[Source material]

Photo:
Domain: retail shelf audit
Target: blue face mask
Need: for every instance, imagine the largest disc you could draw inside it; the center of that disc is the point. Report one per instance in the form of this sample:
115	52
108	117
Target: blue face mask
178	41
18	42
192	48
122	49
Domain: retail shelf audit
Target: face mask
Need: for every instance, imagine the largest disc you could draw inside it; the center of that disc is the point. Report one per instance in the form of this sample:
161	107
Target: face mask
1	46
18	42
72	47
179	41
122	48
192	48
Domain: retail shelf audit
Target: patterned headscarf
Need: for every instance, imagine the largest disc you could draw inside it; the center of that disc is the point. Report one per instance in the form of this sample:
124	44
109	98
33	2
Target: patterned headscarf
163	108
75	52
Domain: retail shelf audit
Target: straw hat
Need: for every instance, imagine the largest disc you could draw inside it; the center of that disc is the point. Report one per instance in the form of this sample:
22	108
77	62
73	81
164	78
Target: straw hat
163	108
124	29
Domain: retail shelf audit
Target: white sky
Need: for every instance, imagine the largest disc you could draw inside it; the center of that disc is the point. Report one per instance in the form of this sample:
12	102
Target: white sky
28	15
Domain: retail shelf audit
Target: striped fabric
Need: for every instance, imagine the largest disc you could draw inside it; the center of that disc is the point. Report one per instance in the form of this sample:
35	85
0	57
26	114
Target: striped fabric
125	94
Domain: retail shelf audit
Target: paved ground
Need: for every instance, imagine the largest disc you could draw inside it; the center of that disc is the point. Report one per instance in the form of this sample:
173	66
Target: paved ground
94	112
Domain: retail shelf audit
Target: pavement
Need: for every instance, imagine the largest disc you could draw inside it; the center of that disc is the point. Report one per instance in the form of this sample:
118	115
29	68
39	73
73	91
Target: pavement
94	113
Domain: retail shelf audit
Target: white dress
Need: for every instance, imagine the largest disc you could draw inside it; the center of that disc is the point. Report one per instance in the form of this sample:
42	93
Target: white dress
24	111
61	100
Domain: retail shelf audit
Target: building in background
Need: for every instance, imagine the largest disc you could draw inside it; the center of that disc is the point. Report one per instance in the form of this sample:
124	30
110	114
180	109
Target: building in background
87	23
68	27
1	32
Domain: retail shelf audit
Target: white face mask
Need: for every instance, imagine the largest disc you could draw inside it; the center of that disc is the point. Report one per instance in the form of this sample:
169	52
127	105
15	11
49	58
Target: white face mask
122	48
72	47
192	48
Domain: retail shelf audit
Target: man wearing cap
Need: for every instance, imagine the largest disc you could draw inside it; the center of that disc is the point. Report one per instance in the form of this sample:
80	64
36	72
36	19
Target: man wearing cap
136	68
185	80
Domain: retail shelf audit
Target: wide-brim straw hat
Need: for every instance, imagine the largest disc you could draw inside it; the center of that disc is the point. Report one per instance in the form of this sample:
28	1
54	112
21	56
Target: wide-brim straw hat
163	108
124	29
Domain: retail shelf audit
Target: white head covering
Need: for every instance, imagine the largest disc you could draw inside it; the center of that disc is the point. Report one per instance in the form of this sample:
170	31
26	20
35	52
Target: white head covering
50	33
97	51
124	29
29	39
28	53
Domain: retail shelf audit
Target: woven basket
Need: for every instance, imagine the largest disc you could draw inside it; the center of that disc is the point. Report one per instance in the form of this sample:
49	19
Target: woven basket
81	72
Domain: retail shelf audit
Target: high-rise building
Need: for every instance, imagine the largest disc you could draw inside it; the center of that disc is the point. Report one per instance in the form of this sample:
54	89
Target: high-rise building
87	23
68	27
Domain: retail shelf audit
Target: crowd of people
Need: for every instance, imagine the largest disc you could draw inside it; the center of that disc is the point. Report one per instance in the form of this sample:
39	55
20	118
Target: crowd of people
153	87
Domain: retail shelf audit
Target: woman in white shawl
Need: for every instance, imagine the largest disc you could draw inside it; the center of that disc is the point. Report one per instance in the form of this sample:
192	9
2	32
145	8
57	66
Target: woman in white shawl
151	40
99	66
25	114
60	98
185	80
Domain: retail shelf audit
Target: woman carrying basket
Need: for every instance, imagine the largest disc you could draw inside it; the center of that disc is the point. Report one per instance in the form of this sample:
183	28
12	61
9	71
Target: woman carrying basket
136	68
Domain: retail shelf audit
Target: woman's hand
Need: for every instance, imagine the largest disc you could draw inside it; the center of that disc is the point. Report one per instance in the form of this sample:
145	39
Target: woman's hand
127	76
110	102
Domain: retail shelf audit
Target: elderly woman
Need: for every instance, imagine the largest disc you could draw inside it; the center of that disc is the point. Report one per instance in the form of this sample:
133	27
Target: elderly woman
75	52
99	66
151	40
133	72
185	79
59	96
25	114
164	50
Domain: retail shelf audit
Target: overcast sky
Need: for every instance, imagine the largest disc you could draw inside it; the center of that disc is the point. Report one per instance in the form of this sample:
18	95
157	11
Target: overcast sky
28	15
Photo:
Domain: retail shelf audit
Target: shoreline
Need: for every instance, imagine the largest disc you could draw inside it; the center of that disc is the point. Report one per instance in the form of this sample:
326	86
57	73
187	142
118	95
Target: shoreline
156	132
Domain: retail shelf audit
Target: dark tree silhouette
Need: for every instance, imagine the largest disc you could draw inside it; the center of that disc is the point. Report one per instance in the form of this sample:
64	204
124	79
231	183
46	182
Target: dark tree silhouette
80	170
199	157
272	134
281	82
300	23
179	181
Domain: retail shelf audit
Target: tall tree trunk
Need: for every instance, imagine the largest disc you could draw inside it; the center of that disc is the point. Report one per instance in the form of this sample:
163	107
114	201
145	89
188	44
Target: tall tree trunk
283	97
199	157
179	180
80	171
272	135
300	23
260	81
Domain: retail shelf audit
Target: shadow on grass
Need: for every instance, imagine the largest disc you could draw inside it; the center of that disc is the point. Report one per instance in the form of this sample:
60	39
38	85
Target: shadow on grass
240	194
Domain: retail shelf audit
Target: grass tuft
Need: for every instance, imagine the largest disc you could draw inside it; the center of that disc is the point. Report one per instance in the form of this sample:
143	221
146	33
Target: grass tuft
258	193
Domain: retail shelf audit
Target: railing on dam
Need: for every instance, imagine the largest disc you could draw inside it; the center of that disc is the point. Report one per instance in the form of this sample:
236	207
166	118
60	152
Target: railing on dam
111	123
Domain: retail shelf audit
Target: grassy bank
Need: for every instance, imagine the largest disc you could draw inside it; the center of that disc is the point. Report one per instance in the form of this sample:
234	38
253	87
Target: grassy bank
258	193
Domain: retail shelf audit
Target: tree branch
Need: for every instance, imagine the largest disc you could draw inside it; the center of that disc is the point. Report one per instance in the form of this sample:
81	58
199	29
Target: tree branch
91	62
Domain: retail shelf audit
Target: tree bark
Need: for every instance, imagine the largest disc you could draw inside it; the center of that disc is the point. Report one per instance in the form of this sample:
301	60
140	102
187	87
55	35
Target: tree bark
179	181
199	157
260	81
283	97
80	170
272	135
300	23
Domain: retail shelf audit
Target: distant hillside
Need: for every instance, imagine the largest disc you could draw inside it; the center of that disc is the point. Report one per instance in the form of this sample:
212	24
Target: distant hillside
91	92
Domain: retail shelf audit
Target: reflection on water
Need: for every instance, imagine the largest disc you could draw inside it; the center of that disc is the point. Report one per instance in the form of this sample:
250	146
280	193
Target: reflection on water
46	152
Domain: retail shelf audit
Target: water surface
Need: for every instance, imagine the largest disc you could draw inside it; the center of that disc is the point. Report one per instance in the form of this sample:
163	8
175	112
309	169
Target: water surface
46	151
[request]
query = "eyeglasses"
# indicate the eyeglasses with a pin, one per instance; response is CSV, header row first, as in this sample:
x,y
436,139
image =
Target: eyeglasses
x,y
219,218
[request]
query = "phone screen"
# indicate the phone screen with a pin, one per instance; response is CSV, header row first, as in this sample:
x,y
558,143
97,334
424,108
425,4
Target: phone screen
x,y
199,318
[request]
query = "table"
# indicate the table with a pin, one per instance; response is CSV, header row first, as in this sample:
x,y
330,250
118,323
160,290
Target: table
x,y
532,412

[/Source material]

• Task to complete: Scan the entries above. Copy each line that has the string "first".

• Answer to the problem:
# indicate the eyeglasses with a pin, one per instance; response is CSV, header row first, as in this sample:
# indicate the phone screen with a pin, one per instance; response is CSV, header row first, as in this sample:
# indicate the table with a pin, one per instance; response is CSV, header row first, as in this sample:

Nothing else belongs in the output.